Exact transcript, pictures excluded: write out every record below.
┌──
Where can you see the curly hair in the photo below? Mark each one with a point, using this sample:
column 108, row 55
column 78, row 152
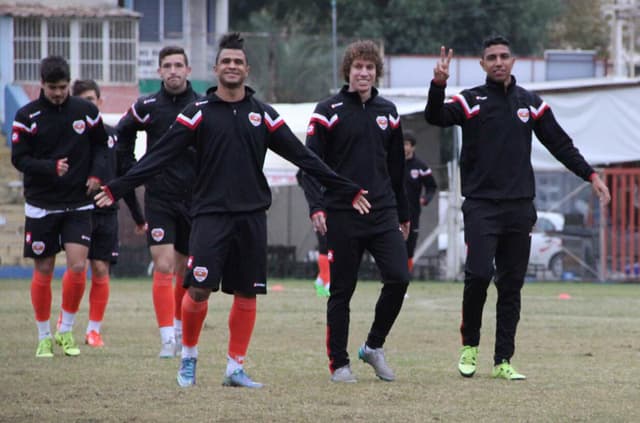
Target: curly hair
column 365, row 50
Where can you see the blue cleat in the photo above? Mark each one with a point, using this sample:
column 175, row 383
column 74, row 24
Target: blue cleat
column 187, row 373
column 241, row 379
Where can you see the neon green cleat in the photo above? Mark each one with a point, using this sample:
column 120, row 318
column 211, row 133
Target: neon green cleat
column 468, row 360
column 68, row 344
column 45, row 348
column 506, row 371
column 321, row 289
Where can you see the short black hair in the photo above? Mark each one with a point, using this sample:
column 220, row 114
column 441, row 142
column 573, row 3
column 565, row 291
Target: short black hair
column 231, row 40
column 83, row 85
column 492, row 41
column 54, row 69
column 169, row 50
column 409, row 135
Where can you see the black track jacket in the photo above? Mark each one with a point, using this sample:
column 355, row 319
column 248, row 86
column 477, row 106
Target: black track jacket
column 363, row 142
column 495, row 161
column 231, row 140
column 154, row 114
column 44, row 133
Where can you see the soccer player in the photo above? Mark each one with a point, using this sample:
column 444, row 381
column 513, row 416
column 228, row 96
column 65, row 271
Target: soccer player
column 231, row 131
column 323, row 280
column 417, row 175
column 497, row 120
column 358, row 134
column 103, row 250
column 59, row 144
column 168, row 195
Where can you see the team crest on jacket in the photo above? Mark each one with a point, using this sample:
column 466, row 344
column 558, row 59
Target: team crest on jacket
column 79, row 126
column 382, row 122
column 157, row 234
column 200, row 273
column 255, row 119
column 523, row 114
column 37, row 247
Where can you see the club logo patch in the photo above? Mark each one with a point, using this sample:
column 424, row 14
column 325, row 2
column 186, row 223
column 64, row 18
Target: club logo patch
column 200, row 273
column 37, row 247
column 523, row 114
column 79, row 126
column 382, row 122
column 157, row 234
column 255, row 119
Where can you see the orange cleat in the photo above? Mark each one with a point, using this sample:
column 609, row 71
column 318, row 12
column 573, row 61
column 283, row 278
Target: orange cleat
column 94, row 339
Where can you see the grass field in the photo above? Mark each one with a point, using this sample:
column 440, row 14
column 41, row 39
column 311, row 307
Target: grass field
column 581, row 356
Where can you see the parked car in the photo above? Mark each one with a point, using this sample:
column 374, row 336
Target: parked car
column 547, row 253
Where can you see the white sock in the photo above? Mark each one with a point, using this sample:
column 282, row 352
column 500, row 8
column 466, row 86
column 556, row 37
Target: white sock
column 93, row 325
column 44, row 330
column 167, row 334
column 189, row 352
column 232, row 366
column 67, row 321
└──
## Solution for this problem
Where can you see the curly hair in the photo below? Mark each one with a point, using this sample:
column 108, row 55
column 78, row 152
Target: curly hair
column 365, row 50
Where can you see the blue cleat in the photo above? Mark each one with a point, using this sample:
column 175, row 383
column 74, row 24
Target: blue cleat
column 187, row 373
column 241, row 379
Where can you see the neon green cleat in the photo above? Mark each one with a point, using this sample:
column 120, row 318
column 211, row 133
Target: neon green cleat
column 468, row 360
column 68, row 344
column 45, row 348
column 506, row 371
column 321, row 289
Where can you see the short black hair in the photo above? Mark each one with a point, using this sample:
column 220, row 114
column 441, row 142
column 573, row 3
column 565, row 291
Target: short black hair
column 231, row 40
column 83, row 85
column 492, row 41
column 54, row 69
column 169, row 50
column 409, row 135
Where can you see the black track jacket in the photo above? Mark each one with a point, using this sample:
column 355, row 319
column 248, row 86
column 477, row 106
Target: black track jacket
column 363, row 142
column 495, row 161
column 231, row 140
column 154, row 114
column 44, row 133
Where can you see the soccer player in the photo above? Mark each one with a point, using this sample:
column 444, row 381
column 513, row 416
column 228, row 96
column 65, row 271
Target: soccer player
column 231, row 131
column 323, row 280
column 417, row 175
column 497, row 120
column 358, row 134
column 103, row 250
column 59, row 144
column 168, row 195
Where can you see the team crest on jacket in the photo above? Mark each one with a point, using this sample:
column 466, row 344
column 558, row 59
Target: team crest on jacket
column 79, row 126
column 382, row 122
column 157, row 234
column 200, row 273
column 255, row 119
column 523, row 114
column 37, row 247
Where can you see the club logo patch in the photo above? Mark each one with a point, using this sample:
column 424, row 14
column 325, row 2
column 186, row 223
column 64, row 18
Target: club logo patch
column 200, row 273
column 37, row 247
column 523, row 114
column 79, row 126
column 382, row 122
column 157, row 234
column 255, row 119
Where can you see the orange cleat in the photo above? Mark each one with a point, using this sample:
column 609, row 71
column 318, row 12
column 573, row 61
column 283, row 278
Target: orange cleat
column 94, row 339
Where can you see the grass field in the photo above? Mark each one with a point, using this sample:
column 440, row 14
column 41, row 39
column 311, row 307
Target: grass field
column 581, row 356
Where can you see the parked car in the photo above? Mark each one with a point, using this sample:
column 374, row 336
Target: parked car
column 547, row 253
Where can you see the white sock in the photo above? Mark each one with a point, using this sample:
column 282, row 352
column 500, row 8
column 466, row 86
column 556, row 37
Target: white sock
column 93, row 325
column 44, row 330
column 167, row 334
column 189, row 352
column 232, row 366
column 67, row 321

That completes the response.